_Что нужно сделать_. Чем, судя по отрывку текста ниже, изначально было то, что сейчас по традиции приносят в индуистский храм в виде кокосового ореха?

_Отрывок текста_.
━━━━

Адольф Гитлер провозглашал: «Те, кто не с нами, те против нас», он, возможно, не осознавал, что это было очень по-еврейски! Это позиция еврейского бога.

Откуда Иисус взял эту идею ненасилия? Ее можно было встретить только в Индии. И когда Иисус двигался из Египта в Индию, атмосфера была особенно ею пропитана — прошло всего пятьсот лет со времен Махавиры и Будды. Величайший мастер Санджай Вилеттипутта, Аджит Кешкамал, тоже очень харизматичная фигура, Макхали Госал — все эти люди полностью изменили психологический климат Индии в сторону ненасилия. Каждый только об этом и говорил.

Брамины начали стыдиться своих писаний и стали исправлять комментарии к ним. Они изменили некоторые ритуалы. Ты удивишься: если ты сейчас придешь в индуистский храм, то по традиции должен преподнести кокосовый орех. Изначально этот орех был вовсе не орехом, а человеческой головой. Кокосовый орех похож на голову: у него есть два глаза, лоб, борода. Индусы изменили объяснения к писаниям и решили, что это не обязательно должна быть именно человеческая голова; преподнести нужно кокосовый орех. В Индии можно увидеть статуи Ханумана, выкрашенные в красный цвет. Когда-то это была кровь, но теперь ее заменили на краску, иначе они выглядели бы очень глупо.

━━━━

_Исходные данные_.

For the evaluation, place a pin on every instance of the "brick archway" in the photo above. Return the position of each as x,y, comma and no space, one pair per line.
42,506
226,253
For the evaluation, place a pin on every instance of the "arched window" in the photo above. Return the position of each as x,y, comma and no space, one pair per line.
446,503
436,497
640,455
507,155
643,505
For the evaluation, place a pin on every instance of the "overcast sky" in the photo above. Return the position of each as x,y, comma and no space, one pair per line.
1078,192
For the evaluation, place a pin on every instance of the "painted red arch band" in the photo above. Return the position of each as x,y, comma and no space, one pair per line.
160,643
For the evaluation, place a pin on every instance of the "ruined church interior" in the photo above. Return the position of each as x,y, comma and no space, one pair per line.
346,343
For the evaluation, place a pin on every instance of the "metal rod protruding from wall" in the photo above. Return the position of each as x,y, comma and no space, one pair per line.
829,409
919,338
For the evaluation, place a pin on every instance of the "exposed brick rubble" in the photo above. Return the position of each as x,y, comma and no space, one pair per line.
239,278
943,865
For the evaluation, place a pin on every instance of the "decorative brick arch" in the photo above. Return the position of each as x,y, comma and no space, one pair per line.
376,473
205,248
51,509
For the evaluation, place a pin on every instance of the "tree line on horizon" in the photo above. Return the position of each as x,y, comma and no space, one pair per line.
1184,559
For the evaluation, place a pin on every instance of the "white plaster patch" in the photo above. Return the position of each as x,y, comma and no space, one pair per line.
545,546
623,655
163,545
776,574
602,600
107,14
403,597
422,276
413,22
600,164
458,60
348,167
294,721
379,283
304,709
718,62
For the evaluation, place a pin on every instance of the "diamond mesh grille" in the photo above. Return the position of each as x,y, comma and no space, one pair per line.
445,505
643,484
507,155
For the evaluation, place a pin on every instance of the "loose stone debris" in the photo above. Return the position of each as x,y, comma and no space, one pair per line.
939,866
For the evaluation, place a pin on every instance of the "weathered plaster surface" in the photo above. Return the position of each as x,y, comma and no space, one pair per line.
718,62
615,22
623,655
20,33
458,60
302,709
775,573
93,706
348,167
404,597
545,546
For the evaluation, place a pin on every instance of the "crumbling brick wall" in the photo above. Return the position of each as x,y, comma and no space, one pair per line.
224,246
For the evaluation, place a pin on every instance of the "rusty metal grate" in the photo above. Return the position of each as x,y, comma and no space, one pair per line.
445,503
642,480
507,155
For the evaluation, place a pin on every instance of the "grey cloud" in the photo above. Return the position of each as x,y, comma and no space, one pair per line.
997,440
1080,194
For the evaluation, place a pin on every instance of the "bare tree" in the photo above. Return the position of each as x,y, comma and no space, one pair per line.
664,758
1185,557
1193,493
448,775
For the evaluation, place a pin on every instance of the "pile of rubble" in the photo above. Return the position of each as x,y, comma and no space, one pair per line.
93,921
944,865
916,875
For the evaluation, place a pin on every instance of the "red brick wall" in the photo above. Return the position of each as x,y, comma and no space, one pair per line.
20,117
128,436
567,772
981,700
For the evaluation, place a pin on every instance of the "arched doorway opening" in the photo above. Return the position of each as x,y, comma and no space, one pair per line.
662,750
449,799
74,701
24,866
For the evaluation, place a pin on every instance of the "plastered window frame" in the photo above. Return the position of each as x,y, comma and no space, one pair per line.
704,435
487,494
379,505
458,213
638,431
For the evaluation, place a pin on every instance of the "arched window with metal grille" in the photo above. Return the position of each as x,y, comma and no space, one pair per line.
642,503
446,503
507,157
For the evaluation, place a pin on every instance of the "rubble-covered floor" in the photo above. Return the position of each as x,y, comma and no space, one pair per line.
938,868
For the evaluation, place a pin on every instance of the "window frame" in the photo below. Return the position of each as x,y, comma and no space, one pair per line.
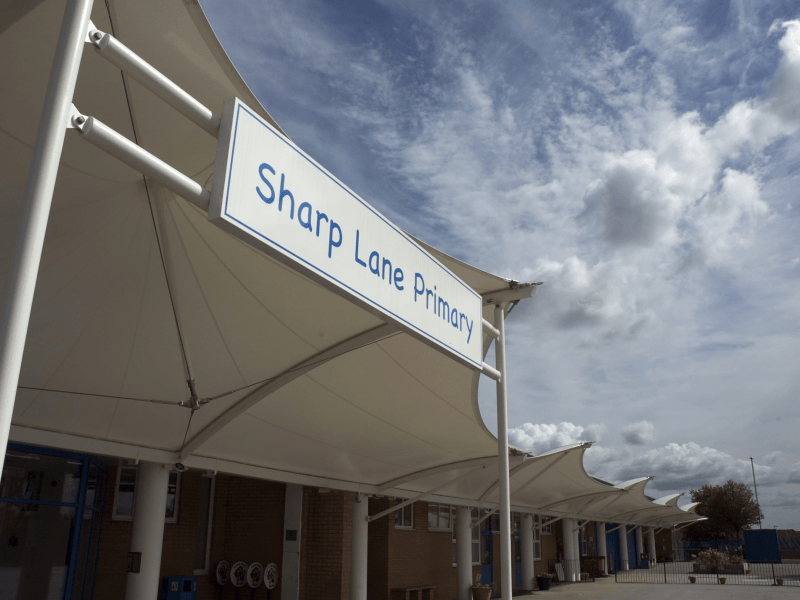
438,506
546,528
115,517
475,515
410,508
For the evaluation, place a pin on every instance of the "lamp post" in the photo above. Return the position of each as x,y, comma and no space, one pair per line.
756,489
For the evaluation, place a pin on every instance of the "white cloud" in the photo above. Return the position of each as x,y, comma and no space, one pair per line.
643,432
675,467
540,438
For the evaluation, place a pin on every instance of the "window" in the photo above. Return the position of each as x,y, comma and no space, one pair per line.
202,548
476,539
404,518
583,540
439,517
546,525
126,484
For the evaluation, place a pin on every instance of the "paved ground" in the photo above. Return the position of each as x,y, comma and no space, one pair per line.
605,589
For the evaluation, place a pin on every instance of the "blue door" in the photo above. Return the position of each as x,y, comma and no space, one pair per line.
52,504
632,550
612,547
486,557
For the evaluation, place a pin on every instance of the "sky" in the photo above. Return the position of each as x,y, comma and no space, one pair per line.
638,157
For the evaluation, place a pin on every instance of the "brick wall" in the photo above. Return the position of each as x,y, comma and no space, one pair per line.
420,556
116,538
378,550
326,544
247,525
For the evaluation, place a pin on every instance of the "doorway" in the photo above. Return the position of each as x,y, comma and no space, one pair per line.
51,515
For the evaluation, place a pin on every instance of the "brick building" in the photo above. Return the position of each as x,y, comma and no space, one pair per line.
190,391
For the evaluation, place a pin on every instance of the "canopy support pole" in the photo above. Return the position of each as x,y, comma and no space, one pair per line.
601,545
569,552
147,537
651,544
37,198
526,544
464,552
502,456
623,548
639,543
358,549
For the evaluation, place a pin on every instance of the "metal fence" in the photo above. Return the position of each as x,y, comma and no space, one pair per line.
748,573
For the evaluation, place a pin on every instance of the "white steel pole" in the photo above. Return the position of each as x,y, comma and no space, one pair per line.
358,551
567,525
36,205
601,546
639,544
147,537
506,564
576,546
464,552
526,542
651,544
622,532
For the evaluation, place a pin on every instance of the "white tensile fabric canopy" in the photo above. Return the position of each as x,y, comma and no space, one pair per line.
138,293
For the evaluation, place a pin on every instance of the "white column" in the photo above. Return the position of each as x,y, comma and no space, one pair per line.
639,543
526,543
147,537
358,550
623,547
506,562
567,525
651,544
576,543
36,201
464,552
601,546
292,536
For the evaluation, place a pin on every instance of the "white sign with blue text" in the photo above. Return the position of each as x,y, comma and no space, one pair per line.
278,199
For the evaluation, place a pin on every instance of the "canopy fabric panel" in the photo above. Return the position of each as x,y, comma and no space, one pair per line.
138,293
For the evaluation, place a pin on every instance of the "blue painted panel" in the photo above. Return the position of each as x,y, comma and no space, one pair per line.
761,544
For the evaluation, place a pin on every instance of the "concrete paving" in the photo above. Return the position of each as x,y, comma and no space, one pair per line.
606,589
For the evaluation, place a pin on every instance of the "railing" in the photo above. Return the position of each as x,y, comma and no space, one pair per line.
582,570
748,573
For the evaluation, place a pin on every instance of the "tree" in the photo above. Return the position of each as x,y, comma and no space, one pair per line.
730,508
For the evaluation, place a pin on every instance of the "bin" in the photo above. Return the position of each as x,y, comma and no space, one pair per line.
178,588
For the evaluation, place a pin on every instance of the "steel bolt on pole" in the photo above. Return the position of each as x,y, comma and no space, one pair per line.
36,203
502,456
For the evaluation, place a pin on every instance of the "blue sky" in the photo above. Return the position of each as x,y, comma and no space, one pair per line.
639,157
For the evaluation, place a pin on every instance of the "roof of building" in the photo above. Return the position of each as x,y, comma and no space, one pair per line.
138,293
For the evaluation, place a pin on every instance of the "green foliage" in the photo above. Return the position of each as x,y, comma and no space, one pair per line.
730,508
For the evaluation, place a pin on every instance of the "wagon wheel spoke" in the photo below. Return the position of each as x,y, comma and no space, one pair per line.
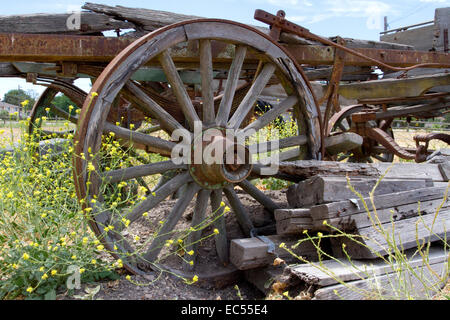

━━━━

_Ответ_. Человеческой головой.